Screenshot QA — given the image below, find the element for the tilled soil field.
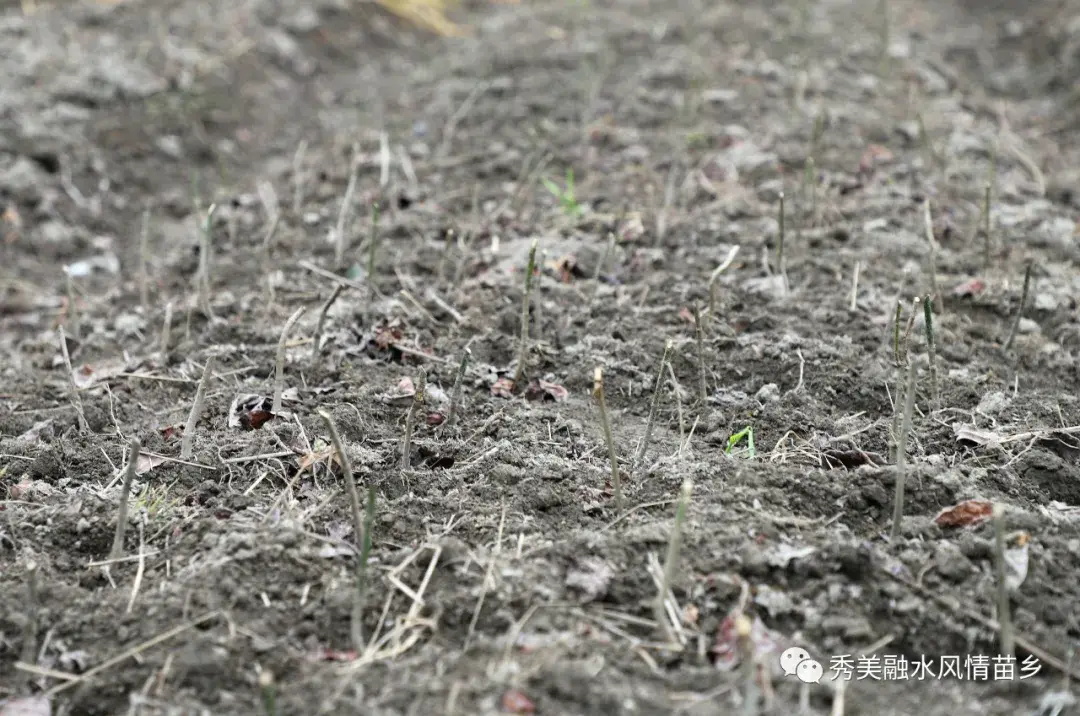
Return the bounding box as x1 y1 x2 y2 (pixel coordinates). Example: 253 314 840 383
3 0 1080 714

* * *

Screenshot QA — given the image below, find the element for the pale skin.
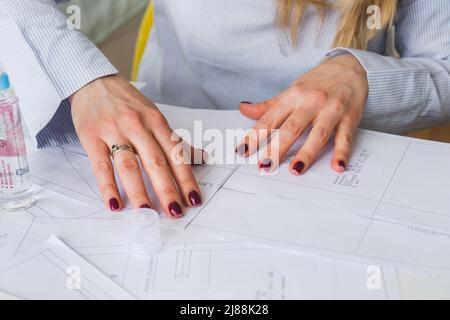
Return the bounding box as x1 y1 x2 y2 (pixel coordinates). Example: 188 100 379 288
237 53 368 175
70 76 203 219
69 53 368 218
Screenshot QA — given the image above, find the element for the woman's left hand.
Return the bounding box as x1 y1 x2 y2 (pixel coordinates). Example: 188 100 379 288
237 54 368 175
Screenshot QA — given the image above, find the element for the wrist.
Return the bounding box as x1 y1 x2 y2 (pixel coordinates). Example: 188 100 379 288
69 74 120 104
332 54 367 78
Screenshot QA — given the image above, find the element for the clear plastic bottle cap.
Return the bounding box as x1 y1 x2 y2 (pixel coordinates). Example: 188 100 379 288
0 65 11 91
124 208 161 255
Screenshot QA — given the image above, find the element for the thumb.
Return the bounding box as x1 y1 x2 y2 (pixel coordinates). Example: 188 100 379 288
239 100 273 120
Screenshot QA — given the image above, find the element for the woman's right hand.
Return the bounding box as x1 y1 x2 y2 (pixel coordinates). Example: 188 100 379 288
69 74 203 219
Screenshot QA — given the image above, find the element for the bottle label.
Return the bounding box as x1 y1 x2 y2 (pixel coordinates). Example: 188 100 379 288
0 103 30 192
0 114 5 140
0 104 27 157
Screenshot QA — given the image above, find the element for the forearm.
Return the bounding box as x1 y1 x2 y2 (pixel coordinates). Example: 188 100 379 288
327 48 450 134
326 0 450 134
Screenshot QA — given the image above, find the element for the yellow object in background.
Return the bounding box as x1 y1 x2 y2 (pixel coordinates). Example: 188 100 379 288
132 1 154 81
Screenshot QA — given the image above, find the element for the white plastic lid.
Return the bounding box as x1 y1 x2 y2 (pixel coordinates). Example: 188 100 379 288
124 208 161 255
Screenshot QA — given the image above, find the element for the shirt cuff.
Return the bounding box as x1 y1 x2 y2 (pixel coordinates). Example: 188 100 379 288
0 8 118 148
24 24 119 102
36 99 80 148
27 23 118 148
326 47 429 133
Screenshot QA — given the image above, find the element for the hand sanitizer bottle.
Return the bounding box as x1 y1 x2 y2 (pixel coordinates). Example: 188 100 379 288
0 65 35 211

...

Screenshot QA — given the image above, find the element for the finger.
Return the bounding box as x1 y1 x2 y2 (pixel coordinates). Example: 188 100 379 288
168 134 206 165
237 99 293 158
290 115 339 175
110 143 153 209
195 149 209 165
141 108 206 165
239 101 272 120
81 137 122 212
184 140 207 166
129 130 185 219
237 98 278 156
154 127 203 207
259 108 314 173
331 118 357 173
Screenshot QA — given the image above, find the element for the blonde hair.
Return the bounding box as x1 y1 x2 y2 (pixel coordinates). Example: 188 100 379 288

=== Exercise directions ===
The lines holding the string "plastic" are what is needed from the material above.

=== Answer space ===
Screenshot QA — given the image above, find the element for the clear plastic bottle cap.
Screenshot QA — given the image above, find the element for the white plastic lid.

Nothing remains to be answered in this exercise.